▶ _TASK LIST_
• a. In one to three sentences, explain why the abstract on adaptive trajectory sampling says a trajectory derived with its algorithm would closely match the object's actual route.
• b. Write the passage that follows the last sentence of the abstract on adaptive trajectory sampling.
::: SOURCE EXCERPT
An Adaptive Sampling Approach for Trajectories Based on the Concept of Error Ellipses Peter RANACHER1 and Adam ROUSELL2 1

Z_GIS, University of Salzburg/Austria · [email protected] 2 Nottingham Geospatial Institute, University of Nottingham/UK This contribution was double-blind reviewed as full paper.

Abstract A trajectory represents an object’s path through space and time. These trajectories are often recorded as a series of spatial positions at discrete time intervals. Depending on the sampling rate employed, there can be a large amount of uncertainty relating to how well the trajectory represents the actual path taken. By using the concept of error ellipses, an adaptive sampling strategy has been developed that allows for the determination of an optimal sampling rate whilst ensuring that a pre-defined uncertainty threshold is not surpassed. This decreasing of uncertainty means that any trajectory derived using the algorithm presented would closely match the actual route taken by the object, thus allowing for more accurate spatial interpretation of the data.
::::::
::: RECORD SET
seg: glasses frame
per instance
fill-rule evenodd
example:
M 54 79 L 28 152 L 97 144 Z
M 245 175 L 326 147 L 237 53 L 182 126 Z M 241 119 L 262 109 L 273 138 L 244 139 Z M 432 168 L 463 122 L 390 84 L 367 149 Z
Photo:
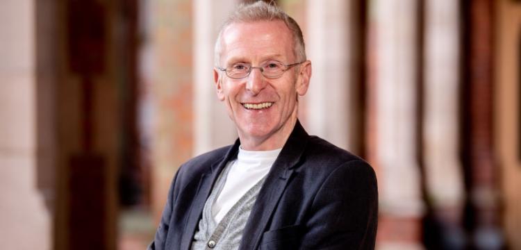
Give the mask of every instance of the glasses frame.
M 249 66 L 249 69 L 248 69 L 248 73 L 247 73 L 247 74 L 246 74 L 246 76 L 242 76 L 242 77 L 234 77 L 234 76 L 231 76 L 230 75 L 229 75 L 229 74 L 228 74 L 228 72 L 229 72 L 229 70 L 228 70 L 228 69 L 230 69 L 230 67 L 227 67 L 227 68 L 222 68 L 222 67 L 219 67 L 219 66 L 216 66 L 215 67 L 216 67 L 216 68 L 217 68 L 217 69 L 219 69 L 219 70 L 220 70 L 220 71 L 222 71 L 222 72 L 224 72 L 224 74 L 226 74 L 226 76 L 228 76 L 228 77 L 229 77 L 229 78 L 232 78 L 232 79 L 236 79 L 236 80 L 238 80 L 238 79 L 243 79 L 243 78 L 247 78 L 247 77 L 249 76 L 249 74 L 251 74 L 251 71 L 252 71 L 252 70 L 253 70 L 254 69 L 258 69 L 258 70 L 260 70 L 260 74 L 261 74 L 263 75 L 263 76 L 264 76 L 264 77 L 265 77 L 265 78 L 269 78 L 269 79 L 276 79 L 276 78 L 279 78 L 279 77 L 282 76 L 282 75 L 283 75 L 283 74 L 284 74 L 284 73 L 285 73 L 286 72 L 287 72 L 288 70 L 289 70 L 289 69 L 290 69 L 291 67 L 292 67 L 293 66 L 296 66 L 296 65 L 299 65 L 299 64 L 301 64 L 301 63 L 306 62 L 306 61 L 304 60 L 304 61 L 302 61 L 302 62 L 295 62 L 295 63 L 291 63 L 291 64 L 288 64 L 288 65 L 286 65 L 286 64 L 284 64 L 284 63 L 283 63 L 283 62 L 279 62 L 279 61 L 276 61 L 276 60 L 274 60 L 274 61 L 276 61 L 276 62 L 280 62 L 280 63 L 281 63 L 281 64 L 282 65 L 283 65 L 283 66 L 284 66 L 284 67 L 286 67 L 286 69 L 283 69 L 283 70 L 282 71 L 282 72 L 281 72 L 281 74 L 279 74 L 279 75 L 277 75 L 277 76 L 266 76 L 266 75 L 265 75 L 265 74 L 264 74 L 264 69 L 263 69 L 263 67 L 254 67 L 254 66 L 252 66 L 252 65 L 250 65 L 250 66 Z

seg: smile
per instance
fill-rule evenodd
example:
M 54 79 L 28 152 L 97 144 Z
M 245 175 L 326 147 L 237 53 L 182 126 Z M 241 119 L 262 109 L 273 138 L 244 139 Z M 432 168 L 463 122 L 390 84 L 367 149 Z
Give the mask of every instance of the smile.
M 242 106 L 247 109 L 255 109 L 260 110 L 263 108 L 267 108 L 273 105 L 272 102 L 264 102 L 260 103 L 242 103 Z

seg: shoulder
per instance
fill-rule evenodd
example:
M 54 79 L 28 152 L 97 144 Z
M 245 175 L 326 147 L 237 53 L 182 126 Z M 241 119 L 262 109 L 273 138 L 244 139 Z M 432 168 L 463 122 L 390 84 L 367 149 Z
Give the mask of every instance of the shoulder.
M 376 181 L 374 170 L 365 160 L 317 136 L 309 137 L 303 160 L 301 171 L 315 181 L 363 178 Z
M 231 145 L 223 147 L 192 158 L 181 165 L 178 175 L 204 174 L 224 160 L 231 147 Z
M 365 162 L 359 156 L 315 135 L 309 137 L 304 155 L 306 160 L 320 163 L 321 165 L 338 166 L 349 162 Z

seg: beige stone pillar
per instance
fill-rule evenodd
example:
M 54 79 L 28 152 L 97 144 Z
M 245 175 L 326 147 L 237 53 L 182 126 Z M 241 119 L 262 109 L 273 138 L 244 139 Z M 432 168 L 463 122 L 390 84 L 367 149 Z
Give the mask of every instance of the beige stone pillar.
::::::
▶ _RESPONSES TO THE TASKS_
• a. The adaptive sampling strategy, built on the concept of error ellipses, picks a sampling rate that keeps uncertainty from surpassing a pre-defined threshold. Because this decreases the uncertainty about how well the recorded positions represent the path, the derived trajectory closely matches the route actually taken.

• b.
1

Introduction

A trajectory – a path through space and time – is a mathematical representation of an object’s movement. Conceptually, a trajectory is a continuous function that assigns time instances to spatial positions (ANDRIENKO et al. 2008). In practise, however, we record the spatial positions of a moving object at discrete time intervals and connect these positions by means of interpolation (MACEDO et al. 2008). Obviously, the temporal sampling rate at which we record the movement of an object has a fundamental impact on the representation of movement. In figure 1, the s-shaped path (solid line) shows the moving object’s real behaviour in space. The lower the sampling rate r = 1/Δ ti, ti+1, where Δ ti, ti+1 is the time interval between two consecutive measurements, the less the two trajectories (dashed lines) resemble the real movement of the object. When using data that is geospatial in nature, it is important to consider that they will often be subject to spatial uncertainty. Spatial uncertainty (or spatial vagueness) comprises of positional uncertainty (a lack of knowledge regarding the position and shape of an object) and measurement uncertainty (the inability to measure an object precisely) (PAULY & SCHNEIDER 2008). This study is concerned with the concept of positional uncertainty in that it deals with a lack of knowledge about the position of a moving object in an environment.

Jekel, T., Car, A., Strobl, J. & Griesebner, G. (Eds.) (2013): GI_Forum 2013. Creating the GISociety. © Herbert Wichmann Verlag, VDE VERLAG GMBH, Berlin/Offenbach. ISBN 978-3-87907-532-4. © ÖAW Verlag, Wien. eISBN 978-3-7001-7438-7, doi:10.1553/giscience2013s169.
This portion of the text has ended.